Given task:
Write out again every line of the listing below, starting with the line containing "One marker belongs on each instance of the blurred" and going on through the line containing "[(346, 87), (28, 236), (325, 265)]". Shift each x and y coordinate in the bracketed point lists by -70.

Data to process:
..........

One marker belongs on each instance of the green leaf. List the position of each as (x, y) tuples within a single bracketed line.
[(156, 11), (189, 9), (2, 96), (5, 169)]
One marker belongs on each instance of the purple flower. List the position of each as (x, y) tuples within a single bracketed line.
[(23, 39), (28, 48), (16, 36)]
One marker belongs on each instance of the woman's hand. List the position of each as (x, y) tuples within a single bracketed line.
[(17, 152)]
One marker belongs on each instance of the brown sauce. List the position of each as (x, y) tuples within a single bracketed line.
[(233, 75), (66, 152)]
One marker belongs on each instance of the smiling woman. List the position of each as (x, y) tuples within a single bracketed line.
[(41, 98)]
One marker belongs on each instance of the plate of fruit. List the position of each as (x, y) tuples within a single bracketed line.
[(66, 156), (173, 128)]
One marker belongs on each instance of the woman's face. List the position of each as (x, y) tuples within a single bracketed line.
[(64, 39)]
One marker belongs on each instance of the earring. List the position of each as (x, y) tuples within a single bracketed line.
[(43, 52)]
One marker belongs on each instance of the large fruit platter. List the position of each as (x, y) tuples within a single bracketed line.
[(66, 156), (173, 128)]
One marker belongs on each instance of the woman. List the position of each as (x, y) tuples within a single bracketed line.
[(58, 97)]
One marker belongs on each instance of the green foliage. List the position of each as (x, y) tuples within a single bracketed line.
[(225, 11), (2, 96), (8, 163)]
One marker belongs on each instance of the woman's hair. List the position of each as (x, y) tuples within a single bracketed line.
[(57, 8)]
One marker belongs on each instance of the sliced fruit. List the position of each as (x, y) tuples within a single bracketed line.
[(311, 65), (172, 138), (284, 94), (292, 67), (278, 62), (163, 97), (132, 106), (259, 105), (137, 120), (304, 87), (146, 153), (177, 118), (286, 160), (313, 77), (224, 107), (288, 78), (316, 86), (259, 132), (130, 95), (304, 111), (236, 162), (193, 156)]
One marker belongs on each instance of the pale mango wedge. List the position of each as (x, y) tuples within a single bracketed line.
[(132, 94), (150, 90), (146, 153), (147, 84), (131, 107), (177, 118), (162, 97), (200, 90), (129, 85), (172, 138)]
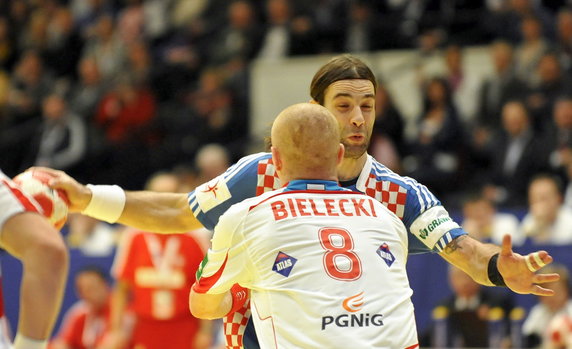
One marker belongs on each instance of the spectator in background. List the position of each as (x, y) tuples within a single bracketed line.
[(130, 22), (507, 22), (154, 274), (212, 106), (64, 44), (35, 35), (30, 83), (482, 221), (125, 111), (86, 324), (60, 141), (530, 50), (106, 48), (516, 156), (548, 221), (360, 33), (469, 310), (464, 86), (8, 45), (286, 34), (434, 153), (86, 93), (503, 85), (387, 138), (139, 64), (552, 84), (239, 40), (329, 18), (563, 42), (536, 324), (568, 190), (125, 116), (211, 160)]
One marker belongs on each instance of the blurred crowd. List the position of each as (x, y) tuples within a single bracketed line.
[(112, 91)]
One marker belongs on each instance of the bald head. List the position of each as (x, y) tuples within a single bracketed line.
[(306, 142)]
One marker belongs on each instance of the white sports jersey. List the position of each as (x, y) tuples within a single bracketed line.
[(12, 201), (325, 266)]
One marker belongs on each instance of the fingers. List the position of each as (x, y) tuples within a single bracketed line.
[(537, 260), (545, 278), (541, 291), (506, 248)]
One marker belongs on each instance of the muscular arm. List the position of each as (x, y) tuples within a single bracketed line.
[(40, 248), (210, 306), (471, 256)]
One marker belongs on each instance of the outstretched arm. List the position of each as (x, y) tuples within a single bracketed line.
[(41, 249), (145, 210), (517, 271)]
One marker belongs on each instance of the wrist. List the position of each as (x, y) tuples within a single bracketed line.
[(239, 297), (495, 276), (107, 202), (23, 342)]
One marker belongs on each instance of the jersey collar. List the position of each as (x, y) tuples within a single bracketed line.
[(312, 184)]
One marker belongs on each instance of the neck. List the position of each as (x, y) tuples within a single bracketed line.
[(350, 168), (322, 176)]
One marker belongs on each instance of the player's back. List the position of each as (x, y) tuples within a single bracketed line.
[(328, 270)]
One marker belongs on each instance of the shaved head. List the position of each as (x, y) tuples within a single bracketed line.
[(306, 137)]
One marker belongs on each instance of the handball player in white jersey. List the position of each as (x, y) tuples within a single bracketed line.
[(346, 87), (28, 236), (325, 265)]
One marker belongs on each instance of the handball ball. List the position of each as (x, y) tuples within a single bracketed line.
[(54, 202), (560, 332)]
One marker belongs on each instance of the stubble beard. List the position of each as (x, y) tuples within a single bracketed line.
[(354, 151)]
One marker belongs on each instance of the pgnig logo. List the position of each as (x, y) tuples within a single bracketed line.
[(355, 318)]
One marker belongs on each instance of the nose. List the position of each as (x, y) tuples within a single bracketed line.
[(357, 118)]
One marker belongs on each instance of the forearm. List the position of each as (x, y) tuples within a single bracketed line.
[(40, 248), (158, 212), (119, 299), (471, 256), (41, 290), (210, 306)]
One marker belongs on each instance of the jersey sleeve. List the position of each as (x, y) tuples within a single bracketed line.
[(210, 200), (427, 221), (123, 267), (226, 262)]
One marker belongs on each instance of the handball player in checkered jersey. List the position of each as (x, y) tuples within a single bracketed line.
[(346, 86), (28, 236)]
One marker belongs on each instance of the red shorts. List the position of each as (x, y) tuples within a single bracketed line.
[(160, 334)]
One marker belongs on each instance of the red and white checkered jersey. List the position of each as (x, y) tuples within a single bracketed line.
[(12, 201), (325, 266)]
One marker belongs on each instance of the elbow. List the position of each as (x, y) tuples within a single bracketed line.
[(201, 309)]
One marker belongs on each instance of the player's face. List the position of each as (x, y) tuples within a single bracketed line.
[(353, 104)]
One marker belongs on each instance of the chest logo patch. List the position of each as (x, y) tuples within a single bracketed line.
[(283, 264), (385, 254)]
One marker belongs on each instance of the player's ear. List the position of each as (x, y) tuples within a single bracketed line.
[(276, 159), (341, 152)]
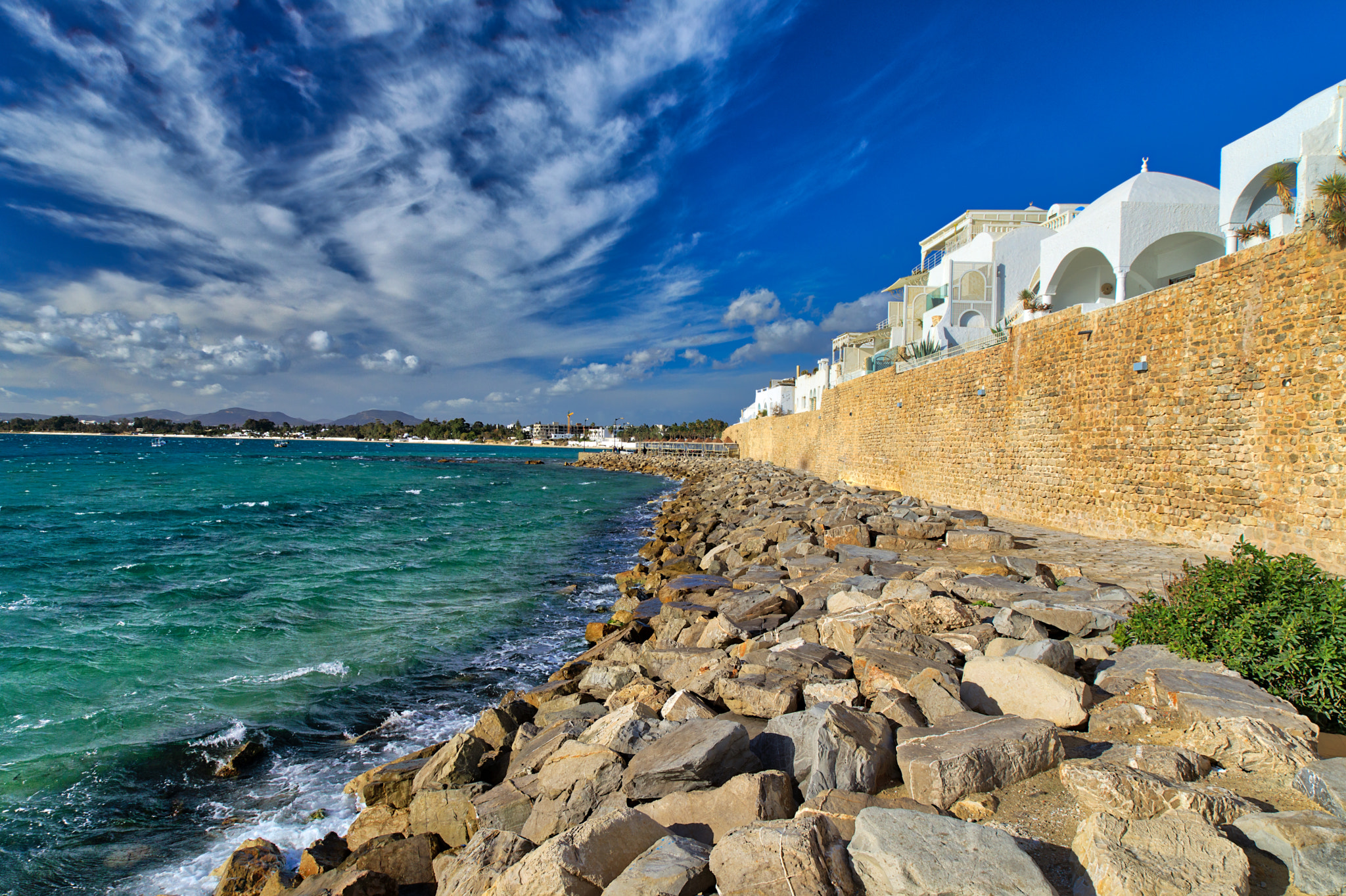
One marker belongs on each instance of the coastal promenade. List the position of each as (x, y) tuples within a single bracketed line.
[(822, 689)]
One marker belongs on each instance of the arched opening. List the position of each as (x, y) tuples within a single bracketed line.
[(1171, 260), (1257, 201), (1084, 276)]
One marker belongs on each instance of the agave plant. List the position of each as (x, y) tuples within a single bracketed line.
[(1283, 178)]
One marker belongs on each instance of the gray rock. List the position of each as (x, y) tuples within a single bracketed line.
[(672, 866), (710, 815), (1130, 793), (1174, 853), (1205, 696), (699, 755), (1172, 763), (1054, 654), (572, 783), (1127, 667), (910, 853), (936, 694), (1325, 783), (973, 753), (789, 742), (854, 751), (1311, 844), (583, 860), (474, 870), (791, 857)]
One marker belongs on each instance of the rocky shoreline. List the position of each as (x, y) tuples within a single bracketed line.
[(812, 689)]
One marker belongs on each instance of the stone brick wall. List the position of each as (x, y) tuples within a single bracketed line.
[(1236, 430)]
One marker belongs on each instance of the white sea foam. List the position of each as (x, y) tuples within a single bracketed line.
[(326, 669), (232, 735)]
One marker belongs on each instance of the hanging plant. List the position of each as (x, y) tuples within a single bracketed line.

..........

Result:
One marker belongs on each instance of the blurred crowd. List the position of each as (x, y) tuples within a single bracketed line.
[(42, 21)]
One marker belongs on each instance of the bald head. List the position of each as (x, y) tuples within a single bracketed line.
[(236, 72)]
One marker belongs on each instance of the white sports jersey. List the position of each as (x, y) tuples within a single bracketed line.
[(-58, 131), (255, 196)]
One marker belongs on each instance of the fingers. List the position of each as (x, y) tuples within a single bracketed line.
[(467, 190), (475, 208), (471, 221), (436, 178)]
One marker belongs on each instance of the muscular arm. List the position of each as (x, y) tuples within a single bracketed line.
[(-30, 178), (140, 236), (401, 186)]
One marker belongs on each instance of the outstretched arm. List the position of each as (x, y) tuples within a single bracketed line.
[(-29, 179), (75, 140), (447, 201)]
One marker belongs on each instance of the wrist. List the position of each as (x, y) tuples within a single bracketed line.
[(169, 227), (425, 206), (37, 132), (-47, 272)]
One marker belongs on each instance of the jersey collar. List the position of each as (x, y) tuples within a single bracketed line.
[(242, 114)]
One marker belongs on each instance of the neck. List the position of each as (x, y) tuples within a single bracketed line.
[(280, 98), (252, 106)]
One marker belongs on each instance of the player's back. List the position of each as (x, y) tuples within a single bracketed line.
[(258, 200)]
One marker belongs on each instance of the shaved head. List the position of each as (x, y) tuples within a single bracketed line.
[(236, 67)]
One marker belongs on each instance of the handball player in white jersey. List the position of each as (x, y) tuples within a single bracketed line.
[(276, 17), (-42, 166), (255, 195)]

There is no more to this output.